LISTED RECORDS:

▼▼▼

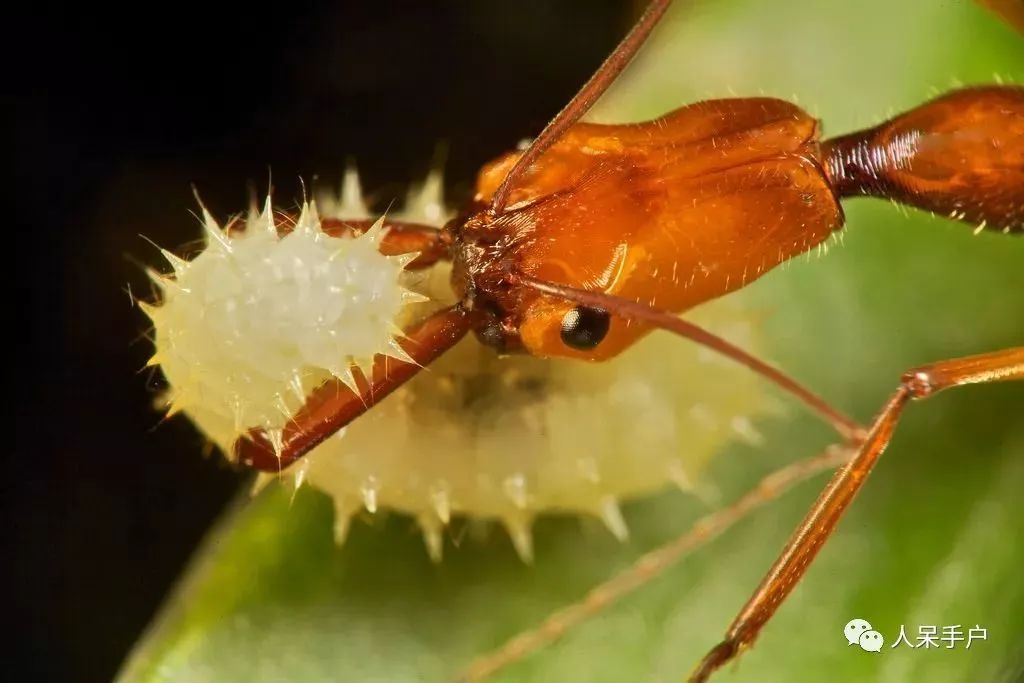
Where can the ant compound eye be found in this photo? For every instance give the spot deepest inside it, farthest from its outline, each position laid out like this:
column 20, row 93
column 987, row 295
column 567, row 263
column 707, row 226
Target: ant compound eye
column 584, row 328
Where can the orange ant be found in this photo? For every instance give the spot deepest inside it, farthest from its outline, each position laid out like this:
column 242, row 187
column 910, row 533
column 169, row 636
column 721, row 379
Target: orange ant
column 596, row 235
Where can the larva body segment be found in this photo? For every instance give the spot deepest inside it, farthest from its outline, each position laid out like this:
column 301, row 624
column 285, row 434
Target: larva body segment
column 481, row 435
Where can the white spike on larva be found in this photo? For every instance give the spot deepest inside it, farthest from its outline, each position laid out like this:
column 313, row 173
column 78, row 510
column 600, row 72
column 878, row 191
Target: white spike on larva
column 214, row 236
column 425, row 203
column 611, row 515
column 370, row 491
column 298, row 473
column 522, row 538
column 396, row 351
column 178, row 264
column 276, row 439
column 351, row 205
column 375, row 231
column 262, row 480
column 267, row 218
column 440, row 501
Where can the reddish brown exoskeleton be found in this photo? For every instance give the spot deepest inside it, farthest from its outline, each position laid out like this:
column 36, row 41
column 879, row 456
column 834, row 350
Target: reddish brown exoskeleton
column 597, row 235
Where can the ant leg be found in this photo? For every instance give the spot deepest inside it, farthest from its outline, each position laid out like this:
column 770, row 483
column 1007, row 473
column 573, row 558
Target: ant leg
column 826, row 511
column 333, row 404
column 961, row 155
column 653, row 563
column 399, row 238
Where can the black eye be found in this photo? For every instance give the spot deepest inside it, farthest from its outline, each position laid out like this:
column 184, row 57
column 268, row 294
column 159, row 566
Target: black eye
column 584, row 328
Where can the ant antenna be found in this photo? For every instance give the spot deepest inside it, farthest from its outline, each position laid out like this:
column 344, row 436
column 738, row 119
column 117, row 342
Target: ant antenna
column 584, row 99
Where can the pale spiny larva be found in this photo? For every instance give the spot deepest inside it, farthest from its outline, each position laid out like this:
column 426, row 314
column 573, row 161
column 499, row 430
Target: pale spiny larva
column 256, row 321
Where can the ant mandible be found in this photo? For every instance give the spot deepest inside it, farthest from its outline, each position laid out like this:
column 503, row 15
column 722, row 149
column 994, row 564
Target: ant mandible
column 596, row 235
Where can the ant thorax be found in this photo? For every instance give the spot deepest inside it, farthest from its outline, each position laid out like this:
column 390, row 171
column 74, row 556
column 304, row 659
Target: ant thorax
column 256, row 321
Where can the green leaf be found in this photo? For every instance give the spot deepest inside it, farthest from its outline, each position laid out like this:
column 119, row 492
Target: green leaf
column 933, row 540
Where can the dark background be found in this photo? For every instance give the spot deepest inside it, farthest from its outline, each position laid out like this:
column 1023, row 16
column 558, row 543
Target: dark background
column 116, row 113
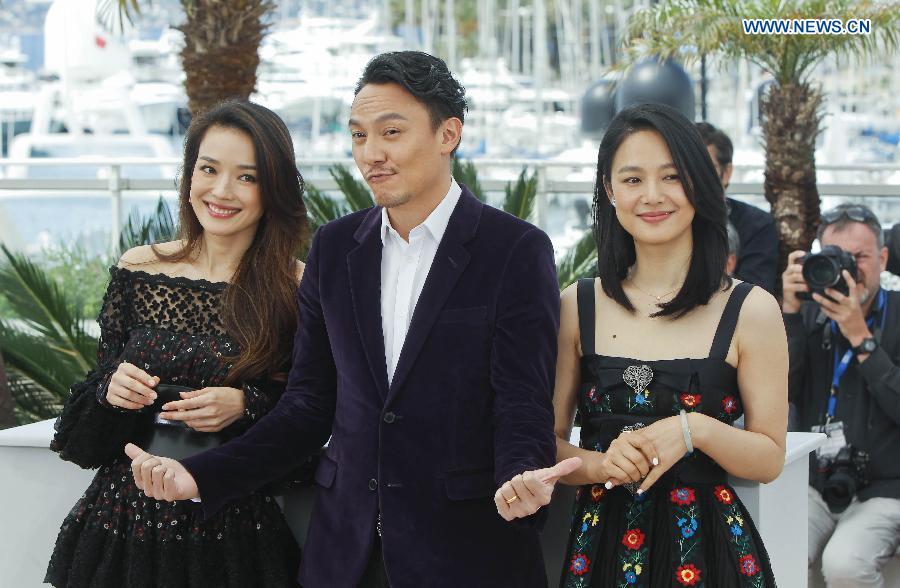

▲▲▲

EXERCISE: Reproduce without alteration the stretch of lines from the one containing "Where can the ant mandible" through the end of the records, both ends included, and omit the pictures from your answer.

ANSWER TO THE TASK:
Where can the ant mandible be found in this photo? For every instance give the spot deepest inside it, farthest from its outline, each position laid out like this:
column 503, row 15
column 722, row 149
column 994, row 564
Target: ant mandible
column 596, row 235
Where can the ant thorax be found in this photo? For every instance give the spot deepest inside it, farthest from its outline, each position laid out like this:
column 390, row 171
column 74, row 556
column 304, row 659
Target: ant thorax
column 256, row 321
Where can the green leaf be found in this photo? For every instance give the spot deepest inside it, farthest from its outline, each position laid out like this:
column 119, row 492
Target: green leaf
column 933, row 540
Where can the dark background be found in this photo? For every instance give the spot deepest inside it, farthest from its outline, each position laid out like this:
column 1023, row 16
column 558, row 543
Target: dark background
column 116, row 113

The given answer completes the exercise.